Problem to solve: Word for word, transcribe the listing that follows, minus any pictures.

Available records:
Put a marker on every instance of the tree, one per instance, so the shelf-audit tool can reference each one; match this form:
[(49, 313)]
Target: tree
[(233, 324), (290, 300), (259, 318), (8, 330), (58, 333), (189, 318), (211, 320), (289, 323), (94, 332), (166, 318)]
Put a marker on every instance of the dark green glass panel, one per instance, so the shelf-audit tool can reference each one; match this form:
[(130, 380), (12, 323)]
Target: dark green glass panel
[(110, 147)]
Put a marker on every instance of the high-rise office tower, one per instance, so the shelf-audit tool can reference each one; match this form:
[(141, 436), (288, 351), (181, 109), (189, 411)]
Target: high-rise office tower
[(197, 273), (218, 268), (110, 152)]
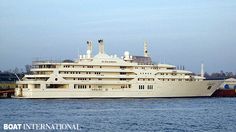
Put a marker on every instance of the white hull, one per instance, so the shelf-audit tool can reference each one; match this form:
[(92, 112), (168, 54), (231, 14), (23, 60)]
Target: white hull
[(161, 89)]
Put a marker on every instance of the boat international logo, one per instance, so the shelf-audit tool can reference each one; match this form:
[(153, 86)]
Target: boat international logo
[(41, 127)]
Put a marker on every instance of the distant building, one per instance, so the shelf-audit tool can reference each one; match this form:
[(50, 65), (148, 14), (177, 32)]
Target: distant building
[(142, 60)]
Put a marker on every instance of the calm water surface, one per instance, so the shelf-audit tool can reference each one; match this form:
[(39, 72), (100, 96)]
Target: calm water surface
[(175, 114)]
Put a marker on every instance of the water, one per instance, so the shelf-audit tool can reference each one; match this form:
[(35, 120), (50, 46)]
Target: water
[(175, 114)]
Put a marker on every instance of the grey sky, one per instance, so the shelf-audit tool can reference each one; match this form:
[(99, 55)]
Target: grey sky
[(179, 32)]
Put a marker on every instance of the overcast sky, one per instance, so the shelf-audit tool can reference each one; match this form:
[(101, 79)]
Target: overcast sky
[(179, 32)]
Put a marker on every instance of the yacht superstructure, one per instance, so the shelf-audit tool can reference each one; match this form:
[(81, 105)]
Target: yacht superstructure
[(108, 76)]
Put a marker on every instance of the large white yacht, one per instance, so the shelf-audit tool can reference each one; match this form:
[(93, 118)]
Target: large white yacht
[(108, 76)]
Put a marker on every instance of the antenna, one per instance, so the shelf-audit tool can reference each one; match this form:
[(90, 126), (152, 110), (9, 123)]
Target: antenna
[(202, 70)]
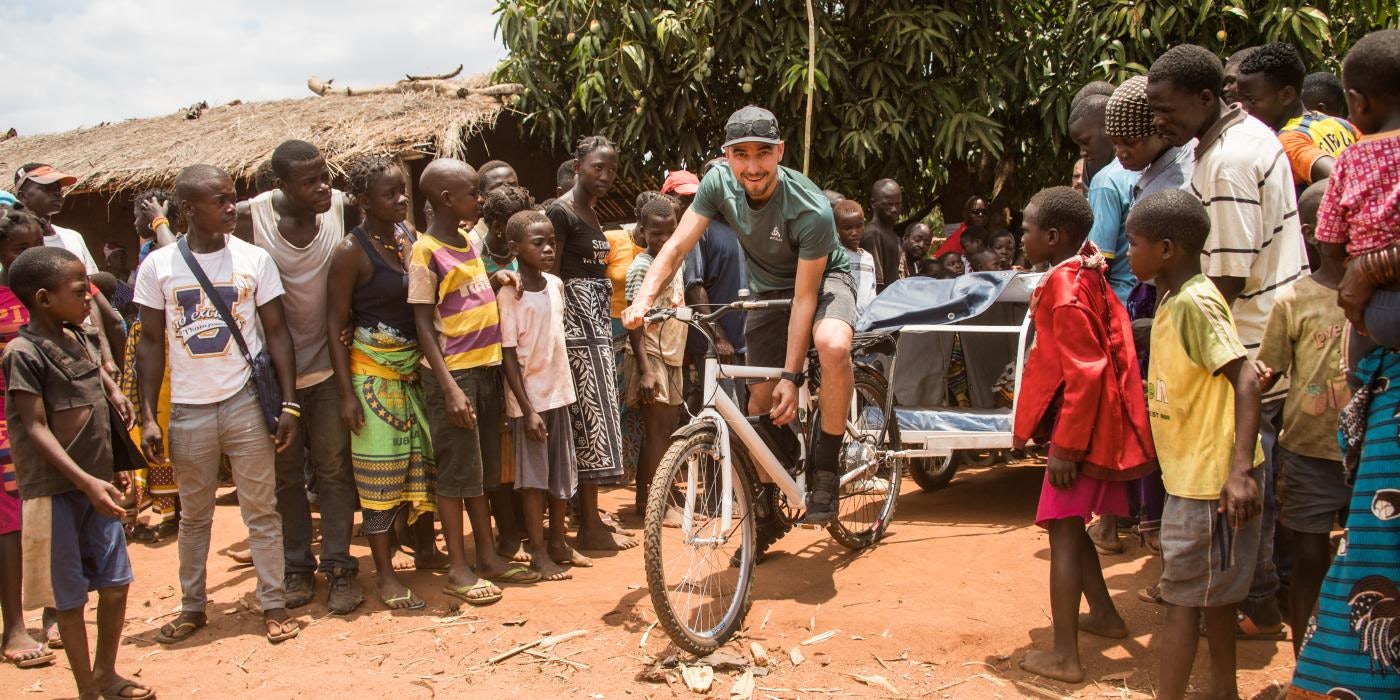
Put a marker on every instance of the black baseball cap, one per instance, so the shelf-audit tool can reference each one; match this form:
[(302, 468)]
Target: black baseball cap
[(752, 125)]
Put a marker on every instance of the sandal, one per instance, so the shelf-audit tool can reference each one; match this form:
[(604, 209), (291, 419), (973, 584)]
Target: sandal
[(30, 658), (181, 627), (118, 690), (464, 592), (405, 602), (280, 630), (517, 573)]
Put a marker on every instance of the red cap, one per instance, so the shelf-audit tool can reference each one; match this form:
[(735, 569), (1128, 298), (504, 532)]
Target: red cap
[(681, 182), (42, 174)]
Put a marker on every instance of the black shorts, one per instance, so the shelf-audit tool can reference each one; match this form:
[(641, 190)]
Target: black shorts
[(765, 331)]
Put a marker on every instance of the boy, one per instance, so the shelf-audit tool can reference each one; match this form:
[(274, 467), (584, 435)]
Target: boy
[(1203, 401), (300, 223), (532, 335), (850, 228), (1270, 88), (56, 406), (1304, 339), (458, 325), (1099, 433), (651, 370), (214, 410)]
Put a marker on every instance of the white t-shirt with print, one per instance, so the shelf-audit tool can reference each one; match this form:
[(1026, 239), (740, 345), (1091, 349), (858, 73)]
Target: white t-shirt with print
[(73, 242), (205, 361)]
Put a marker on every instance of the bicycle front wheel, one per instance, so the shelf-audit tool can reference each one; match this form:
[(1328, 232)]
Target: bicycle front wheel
[(699, 570)]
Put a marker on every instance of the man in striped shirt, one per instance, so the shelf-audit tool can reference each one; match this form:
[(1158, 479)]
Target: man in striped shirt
[(1255, 245)]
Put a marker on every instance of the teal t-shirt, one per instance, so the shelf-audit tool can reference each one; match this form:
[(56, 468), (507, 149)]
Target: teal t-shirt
[(795, 224)]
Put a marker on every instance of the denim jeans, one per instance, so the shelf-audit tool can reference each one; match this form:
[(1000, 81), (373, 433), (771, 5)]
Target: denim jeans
[(322, 443), (199, 436)]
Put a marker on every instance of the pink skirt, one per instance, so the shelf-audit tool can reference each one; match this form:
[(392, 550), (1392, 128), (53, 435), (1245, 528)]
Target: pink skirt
[(1085, 497)]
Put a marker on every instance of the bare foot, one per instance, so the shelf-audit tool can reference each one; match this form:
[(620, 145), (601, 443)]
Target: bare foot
[(569, 556), (605, 541), (549, 570), (402, 560), (1049, 665), (1103, 625)]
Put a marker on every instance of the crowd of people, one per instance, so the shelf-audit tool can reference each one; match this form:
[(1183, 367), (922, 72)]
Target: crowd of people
[(1215, 340)]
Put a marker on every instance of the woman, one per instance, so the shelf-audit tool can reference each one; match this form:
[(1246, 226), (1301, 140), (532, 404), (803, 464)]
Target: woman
[(381, 399), (583, 265)]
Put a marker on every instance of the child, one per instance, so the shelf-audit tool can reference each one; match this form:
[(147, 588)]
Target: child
[(56, 409), (1347, 653), (986, 259), (18, 233), (1203, 402), (458, 329), (532, 336), (1099, 433), (917, 238), (653, 368), (1304, 339), (850, 228), (214, 410), (1004, 244)]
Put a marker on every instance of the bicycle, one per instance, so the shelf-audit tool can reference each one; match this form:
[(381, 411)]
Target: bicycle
[(707, 499)]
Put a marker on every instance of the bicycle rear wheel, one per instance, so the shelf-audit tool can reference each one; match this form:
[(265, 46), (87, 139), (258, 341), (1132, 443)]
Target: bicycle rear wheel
[(699, 584), (870, 478)]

Exercise output:
Put a marker on every instance of the tree, one per instance, so the shelf-audit tool can reference each one; match this form:
[(49, 313)]
Target: tree
[(233, 324), (290, 300), (259, 318), (8, 330), (58, 333), (189, 318), (211, 320), (289, 323), (94, 332), (166, 318)]
Put a marker on every instance of the dark green glass panel, one per instance, so the shelf-audit tool can reference each one; match this form:
[(130, 380), (12, 323)]
Target: dark green glass panel
[(110, 147)]
Put a marker on every instance of the high-rise office tower, one per instance, so the shelf-audit tool can reference each one; match this form:
[(141, 436), (288, 351), (181, 109), (189, 411)]
Target: high-rise office tower
[(197, 273), (218, 268), (110, 152)]
Put a marker on every instance of the white hull, one per instance, so the shelf-audit tool can reference each one; match this form:
[(92, 112), (168, 54), (231, 14), (23, 60)]
Target: white hull
[(161, 89)]
Put a marker on every instance of the boat international logo, one per instance, so the shelf-audit tool can reference each one; match this form:
[(153, 86)]
Target: boat international logo
[(41, 127)]
Put a marker on every instance of the distant building, one per instance, so the shelf-audit tool can reference each one; match this form:
[(50, 65), (148, 14), (177, 32)]
Target: distant building
[(142, 60)]
Put a marker on every instance of the calm water surface, one per instance, so the shelf-audit tool can reference each one; match this form:
[(39, 72), (100, 96)]
Target: calm water surface
[(175, 114)]
Put a marker on every instance of the water, one per instance, so the shelf-audit tool can reference each one; match this form:
[(35, 120), (50, 46)]
Target: water
[(175, 114)]
Put a marker on every instance of the grey sky, one per instance, so the shelf-audit tool can reference each one; match this form:
[(99, 55)]
Target: grey sky
[(179, 32)]
Put a marker on every instance of the overcast sky, one per instance, so the shelf-audit tool can reference each one; match this form:
[(101, 79)]
Target: overcast sky
[(179, 32)]
Put a marker on every instance of the yacht superstructure, one per instance, so the shelf-audit tool can reference each one; match this form:
[(81, 105)]
Target: yacht superstructure
[(108, 76)]
Put a marker on every instance of the large white yacht, one per instance, so the shelf-audit tool can reference each one; match this form:
[(93, 118)]
Target: large white yacht
[(108, 76)]
Put a marker on every instance of the antenna, one per instance, so the shelf-audit tool can reference each one; match this form:
[(90, 126), (152, 110), (9, 123)]
Target: antenna
[(202, 70)]
Put a marker on every instance of the black baseball cap, one per instance, so the shelf-audit tool can reference each one; match this form:
[(302, 468)]
Target: black baseball cap
[(752, 125)]
Put a marker on every instance of the sandal, one per instance, so the shelf-audit tool can reference each one; match this form:
[(604, 209), (291, 419), (973, 584)]
Target: sandal
[(30, 658), (181, 627), (118, 690), (464, 592), (405, 602), (280, 630), (517, 573)]
Put a marker on every instance of the red cap, one per instance, so the shelf-audit tool can reference each one; match this form:
[(735, 569), (1128, 298), (504, 532)]
Target: red cap
[(681, 182), (42, 174)]
Put a marker on every instance of the black shorts, one per instance, so the shelf-audit tool can reference each one; match this form:
[(641, 190)]
Target: black shorts
[(765, 331)]
Put a marker on every instance of the boy, one per instance, so the shelf-audit tool can reference each one; match this form:
[(274, 467), (584, 435)]
Target: boy
[(1203, 401), (300, 223), (532, 335), (850, 228), (1270, 88), (56, 406), (1304, 339), (458, 325), (1099, 433), (651, 370), (214, 410)]
Put a marker on every instance of the white t-shirt with print, one per instance, so the shelf-audit tool can reference each one; match this form:
[(1026, 239), (740, 345), (1091, 349), (858, 73)]
Target: white t-shirt with print
[(73, 242), (205, 361)]
Put a marker on every instance of the bicycle front wheel, one per instance, so the shelf-audit tool can reference each one; match this form:
[(1328, 232)]
Target: bicycle front wheel
[(699, 570)]
Put a marker on every instance of the man in striped shirt, one per instance, so the shelf-audit tool can reference each one; match this form:
[(1158, 479)]
Target: man in striped shirt
[(1255, 245)]
Put a marker on every instance of the teal t-shirt, one per instance, so the shelf-audit tool can reference each one; match this form:
[(56, 468), (507, 149)]
Target: teal t-shirt
[(795, 224)]
Put a marker on every instance of the denim jeans, one per instance, so the shelf-audit tool can reference each one; match this form:
[(1000, 81), (373, 433), (771, 5)]
Target: denim jeans
[(322, 443), (199, 436)]
Put a marker on every instance of the pink skirt, one per instance, so the shelf-audit tool can reference each one; match this form:
[(392, 550), (1392, 128), (53, 435), (1245, 528)]
Target: pink skirt
[(1085, 497)]
Put a marker on every instance of the bare foot, one per instance, so the shelf-audit tool can reference each one; match this form:
[(620, 145), (601, 443)]
Target: bare foot
[(569, 556), (605, 541), (549, 570), (402, 560), (1049, 665), (1103, 625)]
Put a marker on every instance of the crowd of people, one per instance, so the shelf-audit tool can reference each one; match this form:
[(1183, 367), (922, 72)]
Target: crowd of people
[(1215, 340)]
Put a marker on every instance of the woman, one per instance, so the shelf-audit tool can reference each one; match this form:
[(1246, 226), (1301, 140), (532, 404), (803, 464)]
Target: woman
[(381, 399), (583, 265)]
Put a marker on every instance of the child, one per instance, so the shelf-audit tool can reference each one; match this form:
[(147, 588)]
Target: child
[(56, 409), (1347, 653), (986, 259), (18, 233), (1203, 402), (458, 329), (532, 336), (1099, 433), (917, 238), (653, 368), (1304, 339), (850, 228), (214, 410), (1004, 244)]
Put a marker on every instance of the bicycle, one per instance, so the shelf-audit tool can reference each one; match this form:
[(381, 411)]
Target: bicycle
[(707, 499)]
Put a marker on every instance of the bicycle rear wheel, one per instance, so the shelf-audit tool can reference each one; match this form:
[(265, 46), (87, 139), (258, 341), (1132, 443)]
Target: bicycle rear wheel
[(699, 584), (870, 478)]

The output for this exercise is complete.